▶ [Texto de origem]:
══════════════════════════════

Para o coordenador geral da Associação Caatinga, o não reconhecimento enquanto patrimônio nacional impacta diretamente na ausência de políticas públicas de proteção ao bioma e contribui para o seu processo histórico de desvalorização. “O que consequentemente estimula o uso irracional dos recursos naturais, desmatamento, queimadas e uma série de outros prejuízos”, alerta Fernandes. 

O desmatamento na Caatinga

Em 2021, a Caatinga foi o terceiro bioma mais desmatado do País. Com 116,2 mil hectares desmatados, ele ficou atrás apenas do Cerrado, que teve uma área de desmate de 500,5 mil hectares. Em primeiro lugar, figurou a Amazônia, com 977 mil hectares desmatados, ou 59% do total da área desmatada no Brasil. Os dados são do relatório anual do desmatamento (Rad) no Brasil, elaborado pelo MapBiomas.

Entretanto, foi a Caatinga quem teve o segundo maior aumento percentual  da taxa de desmatamento de 2020 para 2021. Saltando de 61,5 mil hectares para 116,2 mil hectares, o aumento foi de 88,9%, também segundo o Rad – o Pampa figura em primeiro lugar com um aumento de 92,1%. 

“O desmatamento é um vetor que afeta também os recursos hídricos”, explica o pesquisador do PPGM-Uefs, que é também quem coordena a equipe Caatinga no MapBiomas. Sem o que ele chama de “capa de vegetação” é mais difícil para que, durante períodos chuvosos, a Caatinga consiga reter água. “A característica da Caatinga, do semiárido, não é que ele não tenha chuva nenhuma, mas sim que a média de chuva é baixa”, esclarece Rocha. 

Ou seja, depois de um período de sete a oito meses sem chuva, quando chove é torrencialmente, mas em um curto período de tempo, que dura cerca de dois a três meses. “E se a superfície não está retendo essa chuva, ela escorre e vai para o oceano, e se for colocar isso na escala de médio prazo, você tem uma tendência de redução da disponibilidade de recursos hídricos”, explica Washington.

══════════════════════════════

(Registros armazenados)
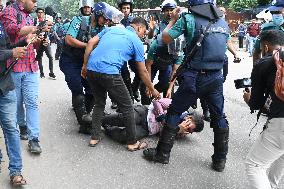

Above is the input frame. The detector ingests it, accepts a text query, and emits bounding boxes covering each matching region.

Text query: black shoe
[79,125,92,135]
[143,148,170,164]
[49,73,56,79]
[203,110,211,122]
[133,91,141,102]
[19,126,28,140]
[40,73,45,78]
[28,138,42,154]
[110,102,117,109]
[211,159,226,172]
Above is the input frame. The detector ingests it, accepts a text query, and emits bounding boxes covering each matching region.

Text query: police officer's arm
[65,35,87,49]
[146,39,157,78]
[81,35,100,78]
[166,55,184,98]
[148,16,156,39]
[227,38,239,58]
[136,62,160,99]
[146,59,153,78]
[162,8,180,44]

══════════════════════════════

▶ [Problemas para resolver]:
1. Reescreva todas as linhas que aparecem depois do texto sobre a Caatinga, substituindo "input frame" por "input image" e mantendo todo o resto igual. Deixe as imagens de fora da resposta.
2. Dê continuidade ao texto sobre o desmatamento na Caatinga, começando logo após a última frase.

▶ [Respostas do exercício]:
1.
Above is the input image. The detector ingests it, accepts a text query, and emits bounding boxes covering each matching region.

Text query: black shoe
[79,125,92,135]
[143,148,170,164]
[49,73,56,79]
[203,110,211,122]
[133,91,141,102]
[19,126,28,140]
[40,73,45,78]
[28,138,42,154]
[110,102,117,109]
[211,159,226,172]
Above is the input image. The detector ingests it, accepts a text query, and emits bounding boxes covering each matching region.

Text query: police officer's arm
[65,35,87,49]
[146,39,157,78]
[81,35,100,78]
[166,55,184,98]
[148,16,156,39]
[227,38,239,58]
[136,62,160,99]
[146,59,153,78]
[162,8,180,44]

2.
O fogo também dá seus sinais no bioma. Entre 1985 e 2021, a Caatinga teve 13,7 milhões de hectares queimados, o que representa cerca de 16% da área total do bioma. “Quando a gente pega o mapa de cicatriz de incêndios no Monitor do Fogo, a gente percebe, claramente, na borda oeste da Caatinga uma frequência maior de, pelo menos uma vez, da ocorrência de incêndio”, expõe o geólogo. 

Mas qual a relação do fogo com a expansão de áreas agrícolas? “Muito do manejo para essa abertura de áreas é feito com queimadas, atingindo essas áreas naturais”, esclarece Rocha, ao enfatizar que os sistemas têm demonstrado que o principal vetor de transformação na Caatinga, hoje, é a supressão de áreas naturais para a implantação de projetos agropecuários. 

“Se a Caatinga não for incluída como um patrimônio nacional, você diminui a possibilidade de que haja mais investimentos, mais consideração ao bioma. Isso aumenta a pressão para o desmatamento”, argumenta a secretária executiva do OCF.

Vegetação nativa em área de afloramento rochoso típico do semiárido, na RPPN Serra das Almas. Foto: Michael Esquer / ((o))eco

Uma proposta no meio do caminho

Há mais de uma década tramitam no Congresso Nacional propostas que tentam reconhecer a Caatinga, assim como o Cerrado, como patrimônio nacional. Uma delas é a Proposta de Emenda Constitucional (PEC)  504/2010, de autoria do senador Demóstenes Torres (DEM-GO). A PEC foi aprovada no Senado em 2010, mas ainda aguarda análise na Câmara dos Deputados. 

“Sempre quando entra para a pauta de votação, surge outro tema mais prioritário na visão deles e a PEC é retirada da pauta”, conta Fernandes. Para ele, o componente político influencia o andamento da matéria, sobretudo por conta do lobby do agronegócio dentro do Congresso. 

“Não é interesse da bancada do agronegócio proteger a Caatinga, principalmente o Cerrado. Talvez até se fossem PECs diferentes, uma para o Cerrado e uma para a Caatinga, a Caatinga talvez pudesse até já ter sido reconhecida”, hipotetiza o coordenador geral da Associação Caatinga. “Mas a gente sabe que o interesse do agronegócio na região do Cerrado é muito forte. Então, há toda uma manobra da bancada ruralista para tirar de pauta”, comenta.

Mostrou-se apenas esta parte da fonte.